--- Instructions for the task ---
Report each line of the listing below that contains the word "painted". Capitalization matters.

-- BEGIN Material for the task --

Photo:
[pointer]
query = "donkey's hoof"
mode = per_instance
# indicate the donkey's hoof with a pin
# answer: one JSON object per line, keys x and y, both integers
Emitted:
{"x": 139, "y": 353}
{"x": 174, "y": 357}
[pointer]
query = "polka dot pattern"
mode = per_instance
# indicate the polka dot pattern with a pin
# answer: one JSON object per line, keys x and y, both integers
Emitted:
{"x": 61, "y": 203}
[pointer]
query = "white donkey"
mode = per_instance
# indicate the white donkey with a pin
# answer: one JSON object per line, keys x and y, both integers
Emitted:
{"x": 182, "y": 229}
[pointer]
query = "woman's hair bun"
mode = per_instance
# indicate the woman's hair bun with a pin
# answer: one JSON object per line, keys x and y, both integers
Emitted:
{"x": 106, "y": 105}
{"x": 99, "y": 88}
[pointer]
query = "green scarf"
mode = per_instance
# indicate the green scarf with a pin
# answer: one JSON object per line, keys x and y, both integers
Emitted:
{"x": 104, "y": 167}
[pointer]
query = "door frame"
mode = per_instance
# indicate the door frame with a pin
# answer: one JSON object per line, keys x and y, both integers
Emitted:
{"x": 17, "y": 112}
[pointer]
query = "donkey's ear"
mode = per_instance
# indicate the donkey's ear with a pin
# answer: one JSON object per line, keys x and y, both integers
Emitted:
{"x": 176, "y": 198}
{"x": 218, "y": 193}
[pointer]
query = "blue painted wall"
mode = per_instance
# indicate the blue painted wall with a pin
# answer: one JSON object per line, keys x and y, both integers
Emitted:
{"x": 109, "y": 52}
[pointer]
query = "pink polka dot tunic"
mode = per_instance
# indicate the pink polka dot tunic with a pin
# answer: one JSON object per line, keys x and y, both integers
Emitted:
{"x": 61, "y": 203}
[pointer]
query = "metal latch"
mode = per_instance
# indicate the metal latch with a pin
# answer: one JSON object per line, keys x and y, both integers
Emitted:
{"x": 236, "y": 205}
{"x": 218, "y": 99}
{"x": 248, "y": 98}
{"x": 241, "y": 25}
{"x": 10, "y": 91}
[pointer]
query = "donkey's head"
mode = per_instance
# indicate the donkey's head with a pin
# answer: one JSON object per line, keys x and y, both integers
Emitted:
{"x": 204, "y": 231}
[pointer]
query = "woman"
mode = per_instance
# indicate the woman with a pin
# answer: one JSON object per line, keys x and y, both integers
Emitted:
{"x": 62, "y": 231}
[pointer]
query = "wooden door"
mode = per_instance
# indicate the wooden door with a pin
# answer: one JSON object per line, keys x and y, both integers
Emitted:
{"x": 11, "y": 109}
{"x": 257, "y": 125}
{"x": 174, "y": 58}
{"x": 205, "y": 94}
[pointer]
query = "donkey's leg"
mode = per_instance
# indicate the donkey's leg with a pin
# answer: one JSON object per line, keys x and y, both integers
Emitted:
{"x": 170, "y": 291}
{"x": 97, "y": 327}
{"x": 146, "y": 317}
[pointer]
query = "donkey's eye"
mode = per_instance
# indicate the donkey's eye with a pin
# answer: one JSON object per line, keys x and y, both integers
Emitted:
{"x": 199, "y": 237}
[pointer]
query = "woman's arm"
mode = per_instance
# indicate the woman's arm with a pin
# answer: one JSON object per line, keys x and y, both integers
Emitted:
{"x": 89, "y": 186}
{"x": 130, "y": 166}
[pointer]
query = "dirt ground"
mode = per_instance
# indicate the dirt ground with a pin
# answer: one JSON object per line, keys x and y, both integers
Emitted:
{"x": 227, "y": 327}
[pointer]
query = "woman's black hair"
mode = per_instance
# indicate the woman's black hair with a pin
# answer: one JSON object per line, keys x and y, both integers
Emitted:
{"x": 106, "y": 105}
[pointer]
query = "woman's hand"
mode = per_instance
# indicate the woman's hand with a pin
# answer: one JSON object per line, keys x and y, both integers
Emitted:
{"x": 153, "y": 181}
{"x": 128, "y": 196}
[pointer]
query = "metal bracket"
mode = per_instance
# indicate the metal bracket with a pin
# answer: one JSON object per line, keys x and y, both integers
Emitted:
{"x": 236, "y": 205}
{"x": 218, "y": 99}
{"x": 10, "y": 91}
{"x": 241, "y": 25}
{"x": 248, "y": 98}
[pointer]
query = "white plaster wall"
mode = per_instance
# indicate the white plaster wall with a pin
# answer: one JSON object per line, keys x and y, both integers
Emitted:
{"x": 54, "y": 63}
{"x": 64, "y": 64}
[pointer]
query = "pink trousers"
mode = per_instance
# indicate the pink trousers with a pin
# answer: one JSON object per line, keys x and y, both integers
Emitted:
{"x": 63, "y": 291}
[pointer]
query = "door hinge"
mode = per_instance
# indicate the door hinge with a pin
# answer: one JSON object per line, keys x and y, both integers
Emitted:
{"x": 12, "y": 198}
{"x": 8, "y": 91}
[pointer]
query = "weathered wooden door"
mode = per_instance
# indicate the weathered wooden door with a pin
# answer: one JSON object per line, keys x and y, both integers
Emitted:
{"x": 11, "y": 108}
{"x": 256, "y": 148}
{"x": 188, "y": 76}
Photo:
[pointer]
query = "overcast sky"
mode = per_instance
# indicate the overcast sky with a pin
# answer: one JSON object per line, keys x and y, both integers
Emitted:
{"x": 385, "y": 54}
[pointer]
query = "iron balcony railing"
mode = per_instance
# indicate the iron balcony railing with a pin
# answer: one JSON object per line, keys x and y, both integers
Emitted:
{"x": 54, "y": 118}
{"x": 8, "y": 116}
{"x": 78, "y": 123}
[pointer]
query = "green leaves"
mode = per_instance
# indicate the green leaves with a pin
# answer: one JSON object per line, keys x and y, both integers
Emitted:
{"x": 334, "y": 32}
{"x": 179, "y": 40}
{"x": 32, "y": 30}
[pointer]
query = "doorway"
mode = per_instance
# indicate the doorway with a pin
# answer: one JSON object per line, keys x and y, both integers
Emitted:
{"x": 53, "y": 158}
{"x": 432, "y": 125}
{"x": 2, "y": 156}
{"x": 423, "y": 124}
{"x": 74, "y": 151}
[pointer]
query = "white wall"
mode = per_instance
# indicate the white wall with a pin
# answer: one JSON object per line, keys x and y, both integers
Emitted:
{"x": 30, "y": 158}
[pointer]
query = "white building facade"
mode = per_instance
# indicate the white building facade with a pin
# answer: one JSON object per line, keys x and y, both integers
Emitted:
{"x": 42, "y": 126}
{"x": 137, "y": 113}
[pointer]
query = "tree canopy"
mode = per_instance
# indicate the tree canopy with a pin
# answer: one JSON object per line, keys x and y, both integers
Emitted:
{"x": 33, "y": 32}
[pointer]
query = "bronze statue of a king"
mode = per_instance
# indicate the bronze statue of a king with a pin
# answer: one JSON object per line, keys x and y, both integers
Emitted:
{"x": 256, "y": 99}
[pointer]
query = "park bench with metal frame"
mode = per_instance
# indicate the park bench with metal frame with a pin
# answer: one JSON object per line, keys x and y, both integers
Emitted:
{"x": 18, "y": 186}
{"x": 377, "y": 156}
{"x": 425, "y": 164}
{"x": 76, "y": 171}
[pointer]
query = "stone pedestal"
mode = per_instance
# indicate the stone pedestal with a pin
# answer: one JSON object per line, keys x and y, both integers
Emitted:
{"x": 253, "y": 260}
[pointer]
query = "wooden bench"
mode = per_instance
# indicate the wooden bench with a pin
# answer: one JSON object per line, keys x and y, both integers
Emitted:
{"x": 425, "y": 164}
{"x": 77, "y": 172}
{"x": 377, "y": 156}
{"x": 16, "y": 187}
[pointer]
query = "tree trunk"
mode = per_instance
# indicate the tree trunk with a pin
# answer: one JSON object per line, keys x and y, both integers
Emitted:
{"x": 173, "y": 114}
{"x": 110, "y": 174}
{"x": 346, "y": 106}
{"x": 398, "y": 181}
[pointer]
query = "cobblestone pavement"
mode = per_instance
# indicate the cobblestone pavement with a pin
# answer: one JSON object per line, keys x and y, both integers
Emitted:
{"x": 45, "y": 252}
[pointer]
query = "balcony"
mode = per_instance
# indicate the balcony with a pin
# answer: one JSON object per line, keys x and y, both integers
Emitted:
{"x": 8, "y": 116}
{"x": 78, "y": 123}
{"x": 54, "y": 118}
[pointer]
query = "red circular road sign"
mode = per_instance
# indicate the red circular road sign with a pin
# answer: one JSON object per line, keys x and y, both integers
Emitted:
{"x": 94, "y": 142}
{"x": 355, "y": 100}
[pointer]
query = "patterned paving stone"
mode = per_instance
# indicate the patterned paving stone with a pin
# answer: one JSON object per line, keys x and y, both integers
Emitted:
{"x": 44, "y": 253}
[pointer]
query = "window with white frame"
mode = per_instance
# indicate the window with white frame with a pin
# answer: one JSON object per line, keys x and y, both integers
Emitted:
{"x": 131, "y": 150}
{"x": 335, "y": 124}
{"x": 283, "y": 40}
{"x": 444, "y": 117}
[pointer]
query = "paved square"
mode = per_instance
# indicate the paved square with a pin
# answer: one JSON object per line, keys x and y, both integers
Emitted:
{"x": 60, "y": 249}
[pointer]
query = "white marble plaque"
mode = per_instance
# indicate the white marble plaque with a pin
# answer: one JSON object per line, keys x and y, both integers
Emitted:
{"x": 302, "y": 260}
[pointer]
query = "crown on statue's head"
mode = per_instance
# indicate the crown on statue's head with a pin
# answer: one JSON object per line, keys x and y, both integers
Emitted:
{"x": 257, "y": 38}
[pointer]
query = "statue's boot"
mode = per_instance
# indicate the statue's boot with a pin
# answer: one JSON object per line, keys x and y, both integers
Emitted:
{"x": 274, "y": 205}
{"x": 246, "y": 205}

-- END Material for the task --

--- Correct response ---
query = "blue painted wall"
# indicate the blue painted wall with a pin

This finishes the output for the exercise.